BEGIN Available records

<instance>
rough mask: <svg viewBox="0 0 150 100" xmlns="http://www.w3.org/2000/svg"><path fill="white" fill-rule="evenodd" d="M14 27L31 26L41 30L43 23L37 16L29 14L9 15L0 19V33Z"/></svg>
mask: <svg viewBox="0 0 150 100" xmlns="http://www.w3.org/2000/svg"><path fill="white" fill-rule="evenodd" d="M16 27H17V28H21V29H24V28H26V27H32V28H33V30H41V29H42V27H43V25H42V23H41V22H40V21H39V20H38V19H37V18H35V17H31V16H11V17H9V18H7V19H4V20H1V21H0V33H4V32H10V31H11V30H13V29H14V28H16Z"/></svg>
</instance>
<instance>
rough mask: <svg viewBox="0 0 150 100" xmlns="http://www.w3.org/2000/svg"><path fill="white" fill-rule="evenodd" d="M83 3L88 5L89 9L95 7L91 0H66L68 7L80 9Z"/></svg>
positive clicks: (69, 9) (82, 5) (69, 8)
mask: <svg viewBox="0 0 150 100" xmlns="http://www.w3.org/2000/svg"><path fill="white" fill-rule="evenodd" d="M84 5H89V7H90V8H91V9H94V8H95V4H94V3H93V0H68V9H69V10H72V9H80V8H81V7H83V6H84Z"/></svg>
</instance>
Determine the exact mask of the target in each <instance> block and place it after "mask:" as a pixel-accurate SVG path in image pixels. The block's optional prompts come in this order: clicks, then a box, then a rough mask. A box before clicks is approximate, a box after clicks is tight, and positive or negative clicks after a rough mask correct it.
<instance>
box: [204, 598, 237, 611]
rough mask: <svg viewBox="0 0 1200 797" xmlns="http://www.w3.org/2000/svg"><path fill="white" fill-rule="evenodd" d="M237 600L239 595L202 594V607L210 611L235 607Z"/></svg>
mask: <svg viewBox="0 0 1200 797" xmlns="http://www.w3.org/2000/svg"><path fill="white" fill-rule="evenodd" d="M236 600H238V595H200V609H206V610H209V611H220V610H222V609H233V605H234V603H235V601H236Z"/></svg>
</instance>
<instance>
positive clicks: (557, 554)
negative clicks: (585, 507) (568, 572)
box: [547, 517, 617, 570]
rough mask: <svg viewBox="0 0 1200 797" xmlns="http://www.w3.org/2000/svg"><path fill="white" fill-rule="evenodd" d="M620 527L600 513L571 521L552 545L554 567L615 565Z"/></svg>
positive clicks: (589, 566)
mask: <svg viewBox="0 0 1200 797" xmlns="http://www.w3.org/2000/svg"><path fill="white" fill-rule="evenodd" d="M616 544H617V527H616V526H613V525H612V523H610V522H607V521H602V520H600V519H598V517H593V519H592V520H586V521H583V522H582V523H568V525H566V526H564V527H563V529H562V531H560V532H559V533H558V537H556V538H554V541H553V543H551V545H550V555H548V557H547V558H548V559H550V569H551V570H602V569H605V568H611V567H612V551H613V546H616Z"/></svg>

END Available records

● What you need to do
Lay out the lines from the one containing "527L600 513L571 521L552" through the one containing "positive clicks: (589, 566)" as a Markdown table with the columns Row and Text, numbering each line in Row and skipping any blank lines.

● Written answer
| Row | Text |
|---|---|
| 1 | rough mask: <svg viewBox="0 0 1200 797" xmlns="http://www.w3.org/2000/svg"><path fill="white" fill-rule="evenodd" d="M620 527L600 513L571 521L552 545L554 567L615 565Z"/></svg> |
| 2 | positive clicks: (589, 566) |